### Task requirements
The job is to find each line in the entries holding the string "sneaker" and copy that line.

### Data supplied
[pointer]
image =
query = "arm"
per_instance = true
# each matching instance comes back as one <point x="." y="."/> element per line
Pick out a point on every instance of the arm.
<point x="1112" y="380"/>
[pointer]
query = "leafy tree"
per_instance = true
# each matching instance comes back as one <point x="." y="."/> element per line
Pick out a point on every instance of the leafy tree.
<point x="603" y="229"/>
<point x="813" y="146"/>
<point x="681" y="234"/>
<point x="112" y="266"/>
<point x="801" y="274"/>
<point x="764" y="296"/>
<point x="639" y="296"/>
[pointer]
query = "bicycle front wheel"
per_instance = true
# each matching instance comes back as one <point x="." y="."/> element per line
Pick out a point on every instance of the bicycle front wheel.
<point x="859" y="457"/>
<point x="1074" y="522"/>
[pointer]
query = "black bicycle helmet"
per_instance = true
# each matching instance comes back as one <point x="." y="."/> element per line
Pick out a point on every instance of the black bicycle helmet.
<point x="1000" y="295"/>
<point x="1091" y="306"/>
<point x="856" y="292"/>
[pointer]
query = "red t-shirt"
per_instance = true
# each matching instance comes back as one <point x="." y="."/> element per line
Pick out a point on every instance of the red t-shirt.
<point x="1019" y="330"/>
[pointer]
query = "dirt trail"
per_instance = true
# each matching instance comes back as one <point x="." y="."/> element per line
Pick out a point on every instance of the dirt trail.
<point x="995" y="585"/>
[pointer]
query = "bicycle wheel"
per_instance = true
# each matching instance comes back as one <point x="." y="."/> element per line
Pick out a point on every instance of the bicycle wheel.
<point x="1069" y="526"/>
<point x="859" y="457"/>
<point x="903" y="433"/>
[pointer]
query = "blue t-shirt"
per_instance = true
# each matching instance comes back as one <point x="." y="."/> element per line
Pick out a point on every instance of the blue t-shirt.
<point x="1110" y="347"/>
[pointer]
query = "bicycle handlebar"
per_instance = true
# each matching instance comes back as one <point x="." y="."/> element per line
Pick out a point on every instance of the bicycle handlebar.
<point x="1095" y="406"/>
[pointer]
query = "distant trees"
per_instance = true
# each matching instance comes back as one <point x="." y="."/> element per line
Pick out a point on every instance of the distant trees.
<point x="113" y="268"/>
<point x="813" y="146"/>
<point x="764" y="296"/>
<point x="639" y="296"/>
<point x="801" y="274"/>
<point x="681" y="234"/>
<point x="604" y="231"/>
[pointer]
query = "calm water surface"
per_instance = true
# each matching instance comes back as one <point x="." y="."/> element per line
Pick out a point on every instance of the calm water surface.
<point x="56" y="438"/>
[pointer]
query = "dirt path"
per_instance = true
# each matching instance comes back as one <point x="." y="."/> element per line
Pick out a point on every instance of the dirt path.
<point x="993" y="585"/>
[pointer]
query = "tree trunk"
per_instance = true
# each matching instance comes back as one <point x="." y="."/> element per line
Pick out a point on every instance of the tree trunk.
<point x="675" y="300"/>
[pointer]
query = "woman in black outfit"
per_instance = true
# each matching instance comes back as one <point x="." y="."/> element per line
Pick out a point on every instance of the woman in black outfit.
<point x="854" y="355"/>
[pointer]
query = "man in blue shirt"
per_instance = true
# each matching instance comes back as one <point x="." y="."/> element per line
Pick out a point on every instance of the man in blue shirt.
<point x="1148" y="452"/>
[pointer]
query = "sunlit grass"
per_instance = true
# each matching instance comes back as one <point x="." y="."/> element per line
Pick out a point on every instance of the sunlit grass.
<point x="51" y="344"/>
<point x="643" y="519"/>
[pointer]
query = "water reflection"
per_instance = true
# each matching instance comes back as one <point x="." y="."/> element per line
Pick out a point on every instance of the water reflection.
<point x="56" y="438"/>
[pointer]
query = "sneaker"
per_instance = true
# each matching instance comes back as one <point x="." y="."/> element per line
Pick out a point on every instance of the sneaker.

### Task answer
query = "sneaker"
Pick out a point on every instance of the sneaker.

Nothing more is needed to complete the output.